Work with your writers and creatives that specialize in creating content for different audiences and areas of the marketing funnel. They understand their segments best and what resonates with those leads. The brainstorming and conversations within the planning stage can help you make sure you align each piece of content with the right funnel stage and present it to the right people to get maximum attention and conversions.
Content marketing is primarily digital marketing. Unlike handing out fliers on a street corner, you’re not going to see and interact with every audience member who encounters your content. That means you need to focus on search engine optimization (SEO) for every piece. That way, each asset makes a good impression on search engine bots and crawlers and your human audience.
While SEO plays a role in every digital marketing campaign, the extent to which you have to dedicate time and resources may change by project and industry. Consider how important SEO is for each asset based on your goals and the stage of the marketing funnel into which each one falls. For example, a top-of-the-funnel piece created primarily to generate brand awareness should put a high priority on SEO. With these parameters, the content you create should bring in a lot of organic traffic to meet your goals.

• _AIM 1_
How many lines of the records contain the string "chair"? Reply with the number alone.

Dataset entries
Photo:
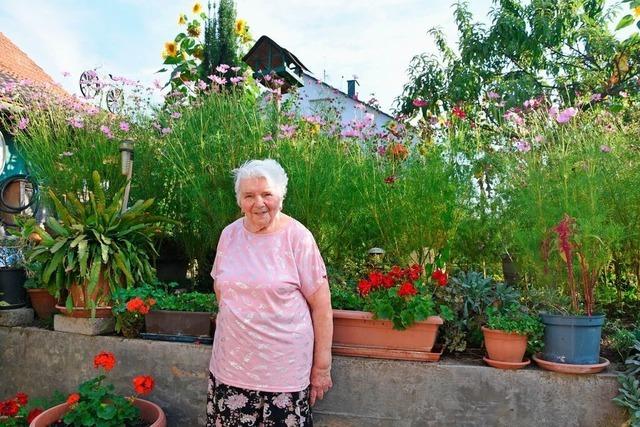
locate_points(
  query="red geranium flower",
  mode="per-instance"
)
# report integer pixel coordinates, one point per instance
(387, 281)
(10, 408)
(137, 305)
(375, 277)
(143, 384)
(104, 359)
(407, 289)
(364, 287)
(34, 413)
(73, 398)
(440, 276)
(22, 399)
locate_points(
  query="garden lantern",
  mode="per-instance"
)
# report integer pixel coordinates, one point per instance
(126, 160)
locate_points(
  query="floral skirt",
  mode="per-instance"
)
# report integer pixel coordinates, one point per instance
(229, 406)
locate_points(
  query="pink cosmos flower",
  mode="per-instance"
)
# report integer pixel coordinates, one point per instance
(22, 124)
(523, 146)
(287, 131)
(567, 114)
(419, 102)
(106, 131)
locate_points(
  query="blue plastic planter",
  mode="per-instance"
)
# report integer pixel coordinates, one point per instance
(572, 339)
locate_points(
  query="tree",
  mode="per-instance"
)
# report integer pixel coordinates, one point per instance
(220, 38)
(552, 48)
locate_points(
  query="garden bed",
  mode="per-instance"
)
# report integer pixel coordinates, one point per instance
(451, 392)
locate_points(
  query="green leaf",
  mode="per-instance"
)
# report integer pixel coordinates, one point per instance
(625, 22)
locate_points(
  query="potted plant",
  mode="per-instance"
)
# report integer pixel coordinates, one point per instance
(97, 403)
(92, 248)
(43, 300)
(574, 338)
(507, 334)
(182, 313)
(12, 273)
(399, 318)
(129, 309)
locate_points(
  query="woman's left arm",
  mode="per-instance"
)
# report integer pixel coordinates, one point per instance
(322, 317)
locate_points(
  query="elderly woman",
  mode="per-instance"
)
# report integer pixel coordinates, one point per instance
(271, 355)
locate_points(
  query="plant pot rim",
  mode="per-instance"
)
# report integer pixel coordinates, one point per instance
(366, 315)
(501, 331)
(576, 316)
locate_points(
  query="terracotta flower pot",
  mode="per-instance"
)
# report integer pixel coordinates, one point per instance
(358, 328)
(42, 302)
(504, 346)
(149, 412)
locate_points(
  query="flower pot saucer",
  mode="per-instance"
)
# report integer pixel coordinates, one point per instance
(566, 368)
(506, 365)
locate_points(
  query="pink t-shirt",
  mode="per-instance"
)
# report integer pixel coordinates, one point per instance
(264, 333)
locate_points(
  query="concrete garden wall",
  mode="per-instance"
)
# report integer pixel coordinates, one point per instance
(367, 392)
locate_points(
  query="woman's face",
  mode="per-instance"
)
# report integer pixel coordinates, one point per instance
(259, 202)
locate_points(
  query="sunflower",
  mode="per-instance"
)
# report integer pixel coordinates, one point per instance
(170, 49)
(241, 27)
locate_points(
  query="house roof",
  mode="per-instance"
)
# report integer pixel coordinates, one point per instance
(346, 95)
(16, 66)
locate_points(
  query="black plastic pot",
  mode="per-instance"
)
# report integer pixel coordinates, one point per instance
(12, 292)
(572, 339)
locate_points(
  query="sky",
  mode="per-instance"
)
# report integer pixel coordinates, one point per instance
(336, 39)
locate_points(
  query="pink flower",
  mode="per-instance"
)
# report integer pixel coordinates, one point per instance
(76, 122)
(106, 131)
(287, 131)
(419, 102)
(565, 115)
(523, 146)
(22, 124)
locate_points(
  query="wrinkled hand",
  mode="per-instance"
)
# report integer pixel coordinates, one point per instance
(320, 383)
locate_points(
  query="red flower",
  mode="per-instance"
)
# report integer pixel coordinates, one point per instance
(387, 281)
(396, 272)
(136, 305)
(73, 398)
(440, 276)
(22, 399)
(375, 277)
(104, 359)
(414, 272)
(33, 413)
(407, 289)
(364, 287)
(143, 384)
(9, 408)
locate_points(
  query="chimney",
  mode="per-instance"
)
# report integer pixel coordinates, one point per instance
(351, 87)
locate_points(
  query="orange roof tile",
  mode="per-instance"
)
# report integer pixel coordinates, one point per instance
(16, 66)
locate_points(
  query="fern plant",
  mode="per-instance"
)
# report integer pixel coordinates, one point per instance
(629, 396)
(91, 238)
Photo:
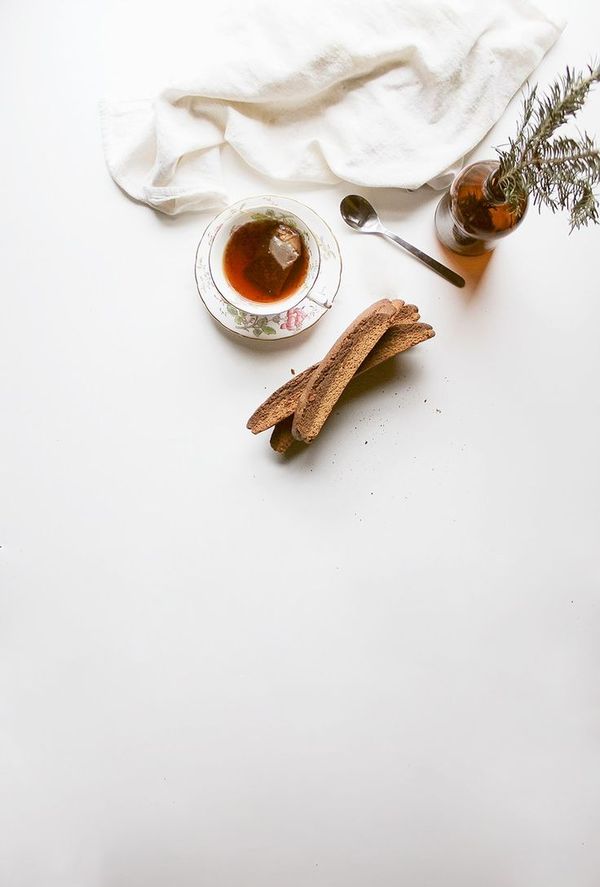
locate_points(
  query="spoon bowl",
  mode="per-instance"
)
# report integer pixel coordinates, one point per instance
(358, 213)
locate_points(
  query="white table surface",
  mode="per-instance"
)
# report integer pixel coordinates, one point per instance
(375, 664)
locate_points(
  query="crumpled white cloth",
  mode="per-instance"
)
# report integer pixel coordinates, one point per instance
(382, 93)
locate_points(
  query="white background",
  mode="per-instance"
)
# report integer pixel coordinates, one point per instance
(375, 664)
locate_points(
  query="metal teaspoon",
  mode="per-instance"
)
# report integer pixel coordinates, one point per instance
(359, 214)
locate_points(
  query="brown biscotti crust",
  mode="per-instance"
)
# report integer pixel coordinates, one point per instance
(337, 368)
(396, 340)
(282, 437)
(283, 401)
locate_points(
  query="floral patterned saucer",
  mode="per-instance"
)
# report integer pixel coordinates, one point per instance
(284, 323)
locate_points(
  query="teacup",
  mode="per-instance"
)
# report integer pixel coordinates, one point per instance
(259, 213)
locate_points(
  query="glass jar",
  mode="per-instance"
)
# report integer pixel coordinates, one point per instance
(473, 214)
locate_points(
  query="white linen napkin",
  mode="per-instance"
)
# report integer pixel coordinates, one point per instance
(388, 93)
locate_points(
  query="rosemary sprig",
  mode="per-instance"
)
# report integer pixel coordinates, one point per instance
(558, 173)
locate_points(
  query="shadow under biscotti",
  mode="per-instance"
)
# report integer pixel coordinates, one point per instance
(395, 373)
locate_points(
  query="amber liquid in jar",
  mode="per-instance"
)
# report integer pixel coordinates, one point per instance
(473, 215)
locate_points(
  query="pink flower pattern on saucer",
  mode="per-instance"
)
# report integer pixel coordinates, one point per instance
(294, 319)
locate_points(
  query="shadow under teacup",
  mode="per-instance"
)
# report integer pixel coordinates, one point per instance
(268, 212)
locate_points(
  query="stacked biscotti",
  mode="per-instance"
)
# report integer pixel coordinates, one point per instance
(298, 410)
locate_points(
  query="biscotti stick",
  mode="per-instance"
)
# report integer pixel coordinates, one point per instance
(282, 402)
(282, 437)
(328, 381)
(394, 341)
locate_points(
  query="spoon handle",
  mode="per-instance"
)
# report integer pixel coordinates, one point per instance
(447, 273)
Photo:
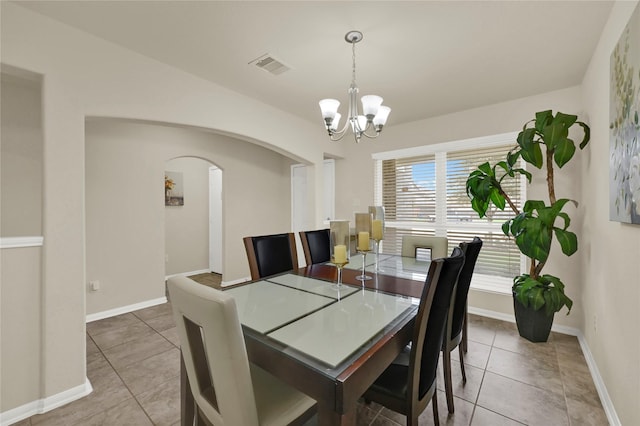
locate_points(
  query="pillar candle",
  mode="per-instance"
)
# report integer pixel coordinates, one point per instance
(363, 241)
(376, 229)
(340, 253)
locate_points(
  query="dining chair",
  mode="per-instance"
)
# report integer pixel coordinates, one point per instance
(271, 254)
(227, 389)
(409, 383)
(437, 245)
(456, 330)
(315, 245)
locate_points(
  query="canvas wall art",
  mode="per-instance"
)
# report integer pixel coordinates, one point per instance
(624, 133)
(173, 189)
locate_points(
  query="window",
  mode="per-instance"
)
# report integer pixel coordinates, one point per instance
(423, 191)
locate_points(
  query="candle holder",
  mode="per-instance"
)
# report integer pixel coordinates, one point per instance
(377, 231)
(339, 246)
(363, 241)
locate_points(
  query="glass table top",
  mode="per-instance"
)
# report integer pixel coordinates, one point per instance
(397, 266)
(309, 319)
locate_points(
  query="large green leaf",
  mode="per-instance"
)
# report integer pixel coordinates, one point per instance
(564, 151)
(568, 241)
(547, 291)
(542, 119)
(529, 149)
(554, 133)
(531, 205)
(566, 120)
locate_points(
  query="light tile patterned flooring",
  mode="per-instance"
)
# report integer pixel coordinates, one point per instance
(133, 366)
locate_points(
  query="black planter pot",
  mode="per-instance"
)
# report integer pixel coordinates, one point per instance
(534, 326)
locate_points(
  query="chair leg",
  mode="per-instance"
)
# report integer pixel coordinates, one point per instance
(465, 323)
(448, 384)
(434, 404)
(464, 374)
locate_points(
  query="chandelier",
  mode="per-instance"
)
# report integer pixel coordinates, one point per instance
(374, 114)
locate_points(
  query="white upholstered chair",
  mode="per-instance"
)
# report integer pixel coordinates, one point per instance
(437, 245)
(227, 389)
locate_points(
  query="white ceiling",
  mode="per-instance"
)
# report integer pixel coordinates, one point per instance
(426, 58)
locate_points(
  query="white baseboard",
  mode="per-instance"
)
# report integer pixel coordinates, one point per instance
(125, 309)
(605, 399)
(46, 404)
(238, 281)
(186, 274)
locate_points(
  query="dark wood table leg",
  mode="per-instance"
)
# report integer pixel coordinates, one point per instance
(328, 417)
(187, 403)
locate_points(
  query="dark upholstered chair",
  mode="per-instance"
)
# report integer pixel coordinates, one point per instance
(271, 254)
(456, 325)
(409, 383)
(227, 389)
(315, 245)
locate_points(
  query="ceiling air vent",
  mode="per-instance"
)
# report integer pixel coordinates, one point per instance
(270, 64)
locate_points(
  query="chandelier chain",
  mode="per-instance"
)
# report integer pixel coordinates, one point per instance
(353, 57)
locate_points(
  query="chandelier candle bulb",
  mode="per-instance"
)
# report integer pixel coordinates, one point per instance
(363, 241)
(376, 229)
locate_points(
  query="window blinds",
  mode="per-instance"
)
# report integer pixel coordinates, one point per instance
(426, 195)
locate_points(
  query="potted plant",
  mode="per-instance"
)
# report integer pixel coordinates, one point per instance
(543, 141)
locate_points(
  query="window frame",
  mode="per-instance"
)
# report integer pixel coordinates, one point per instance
(488, 283)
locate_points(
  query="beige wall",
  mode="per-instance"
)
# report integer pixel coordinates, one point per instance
(20, 295)
(125, 212)
(505, 117)
(610, 251)
(187, 227)
(21, 168)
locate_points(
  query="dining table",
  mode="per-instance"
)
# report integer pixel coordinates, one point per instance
(328, 341)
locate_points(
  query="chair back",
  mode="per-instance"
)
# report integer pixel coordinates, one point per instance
(430, 322)
(471, 251)
(315, 245)
(214, 352)
(271, 254)
(411, 243)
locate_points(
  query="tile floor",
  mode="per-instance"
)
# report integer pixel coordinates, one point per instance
(133, 366)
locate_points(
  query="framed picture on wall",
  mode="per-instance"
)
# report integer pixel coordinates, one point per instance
(624, 125)
(173, 189)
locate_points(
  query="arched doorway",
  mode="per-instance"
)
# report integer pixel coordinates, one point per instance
(193, 217)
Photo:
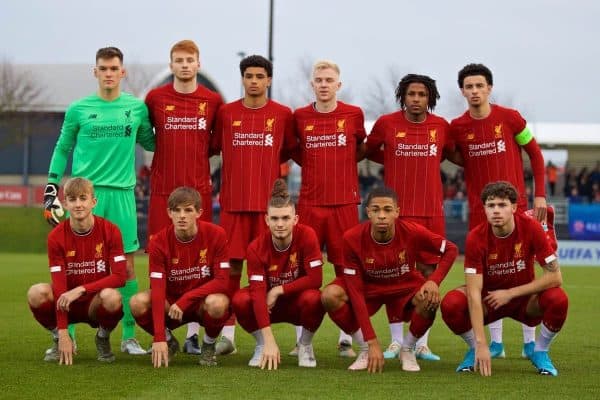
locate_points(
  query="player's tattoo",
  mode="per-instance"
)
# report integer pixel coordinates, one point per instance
(552, 266)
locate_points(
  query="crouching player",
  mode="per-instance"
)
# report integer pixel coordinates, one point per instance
(501, 282)
(189, 278)
(285, 274)
(87, 264)
(379, 269)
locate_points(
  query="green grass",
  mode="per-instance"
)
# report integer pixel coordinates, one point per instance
(23, 374)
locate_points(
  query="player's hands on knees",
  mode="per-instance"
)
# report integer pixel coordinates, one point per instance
(483, 360)
(375, 360)
(271, 358)
(65, 347)
(497, 298)
(160, 354)
(540, 208)
(64, 301)
(430, 295)
(175, 312)
(273, 295)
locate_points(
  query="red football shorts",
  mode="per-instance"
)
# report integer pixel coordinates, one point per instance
(330, 223)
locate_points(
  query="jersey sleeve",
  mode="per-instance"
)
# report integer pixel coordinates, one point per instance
(474, 254)
(361, 133)
(290, 141)
(216, 139)
(145, 133)
(158, 287)
(312, 266)
(116, 262)
(517, 124)
(541, 245)
(220, 270)
(353, 276)
(374, 142)
(258, 287)
(64, 145)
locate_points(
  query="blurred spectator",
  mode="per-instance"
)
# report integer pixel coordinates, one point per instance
(551, 176)
(574, 197)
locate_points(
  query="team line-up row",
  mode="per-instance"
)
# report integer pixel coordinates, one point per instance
(328, 194)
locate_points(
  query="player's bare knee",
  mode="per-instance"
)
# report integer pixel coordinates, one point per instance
(110, 299)
(216, 305)
(139, 303)
(39, 294)
(236, 267)
(333, 297)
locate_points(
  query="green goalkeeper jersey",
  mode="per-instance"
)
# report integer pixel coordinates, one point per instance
(102, 135)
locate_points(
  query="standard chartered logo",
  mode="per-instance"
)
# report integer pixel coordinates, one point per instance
(501, 145)
(269, 140)
(100, 266)
(433, 149)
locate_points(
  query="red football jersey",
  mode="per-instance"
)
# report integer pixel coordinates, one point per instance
(490, 152)
(95, 260)
(328, 144)
(182, 273)
(374, 269)
(251, 142)
(183, 123)
(412, 156)
(297, 268)
(507, 262)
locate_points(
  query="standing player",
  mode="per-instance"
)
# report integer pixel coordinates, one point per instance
(413, 142)
(189, 279)
(285, 274)
(252, 133)
(489, 139)
(102, 130)
(501, 282)
(87, 264)
(330, 135)
(379, 268)
(183, 115)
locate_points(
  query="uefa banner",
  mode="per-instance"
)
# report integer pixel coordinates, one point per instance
(579, 253)
(584, 221)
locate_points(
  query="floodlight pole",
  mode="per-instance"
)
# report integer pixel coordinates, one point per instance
(271, 39)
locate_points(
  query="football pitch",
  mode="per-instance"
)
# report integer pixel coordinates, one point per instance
(24, 374)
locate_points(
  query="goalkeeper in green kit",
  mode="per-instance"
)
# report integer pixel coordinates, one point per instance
(102, 130)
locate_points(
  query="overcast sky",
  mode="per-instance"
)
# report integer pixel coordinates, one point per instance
(536, 48)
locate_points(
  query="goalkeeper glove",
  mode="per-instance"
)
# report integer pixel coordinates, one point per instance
(52, 208)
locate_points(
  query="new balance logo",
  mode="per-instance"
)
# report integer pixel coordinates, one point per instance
(501, 146)
(100, 266)
(269, 140)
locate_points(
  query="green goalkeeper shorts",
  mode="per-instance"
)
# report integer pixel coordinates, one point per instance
(118, 206)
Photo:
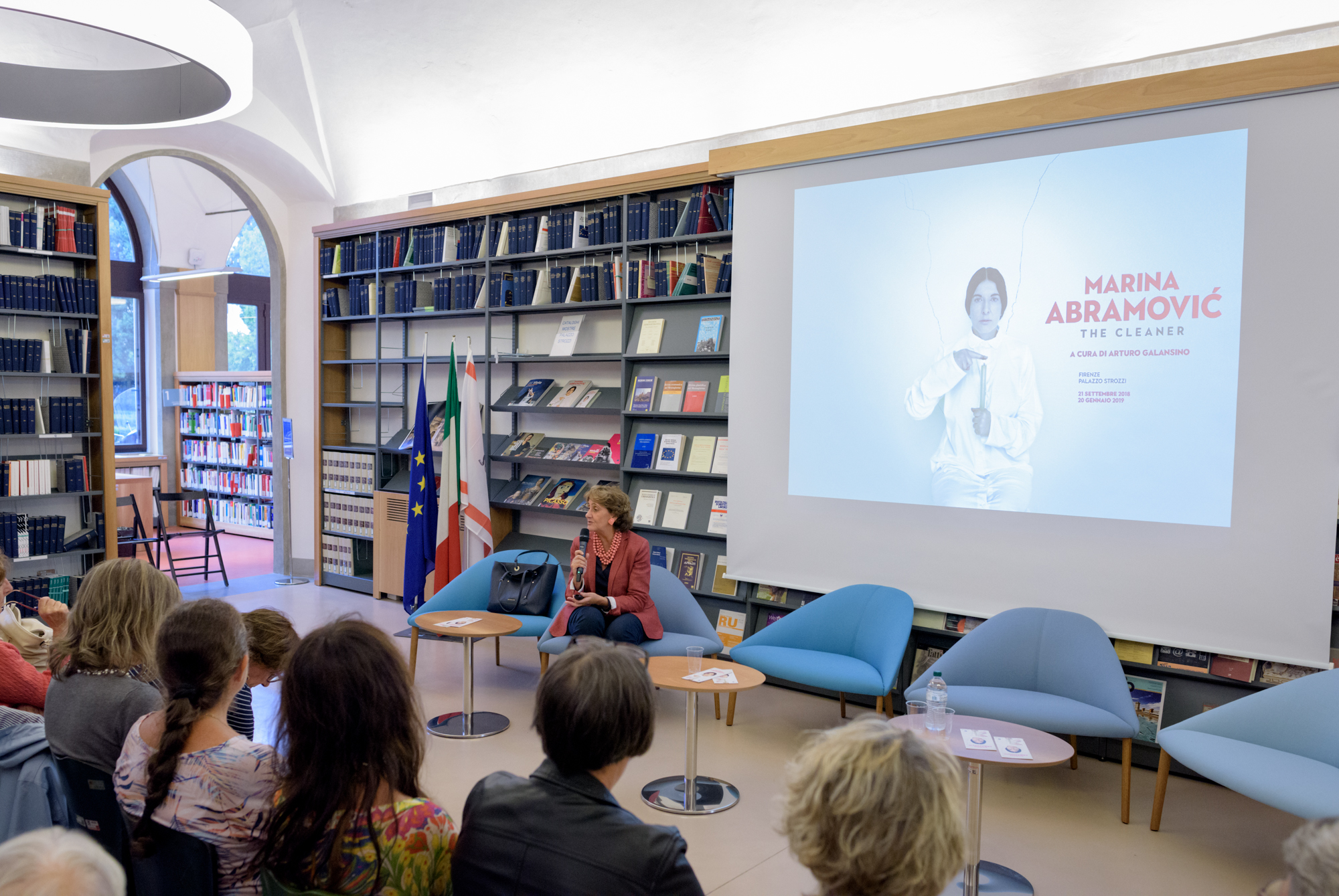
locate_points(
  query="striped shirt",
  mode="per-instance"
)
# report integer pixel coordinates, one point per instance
(240, 717)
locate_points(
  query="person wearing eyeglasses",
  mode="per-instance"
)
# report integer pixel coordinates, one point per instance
(271, 641)
(22, 687)
(562, 832)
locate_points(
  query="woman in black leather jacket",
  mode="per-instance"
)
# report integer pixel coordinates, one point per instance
(560, 832)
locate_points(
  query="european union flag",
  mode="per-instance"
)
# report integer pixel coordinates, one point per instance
(421, 538)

• _AIM 2_
Could you reproduce the whole passage on content marketing and SEO word for word?

• _TASK SOLUTION 1_
5

• _TASK SOLUTION 2_
Work with your writers and creatives that specialize in creating content for different audiences and areas of the marketing funnel. They understand their segments best and what resonates with those leads. The brainstorming and conversations within the planning stage can help you make sure you align each piece of content with the right funnel stage and present it to the right people to get maximum attention and conversions.
Content marketing is primarily digital marketing. Unlike handing out fliers on a street corner, you’re not going to see and interact with every audience member who encounters your content. That means you need to focus on search engine optimization (SEO) for every piece. That way, each asset makes a good impression on search engine bots and crawlers and your human audience.
While SEO plays a role in every digital marketing campaign, the extent to which you have to dedicate time and resources may change by project and industry. Consider how important SEO is for each asset based on your goals and the stage of the marketing funnel into which each one falls. For example, a top-of-the-funnel piece created primarily to generate brand awareness should put a high priority on SEO. With these parameters, the content you create should bring in a lot of organic traffic to meet your goals.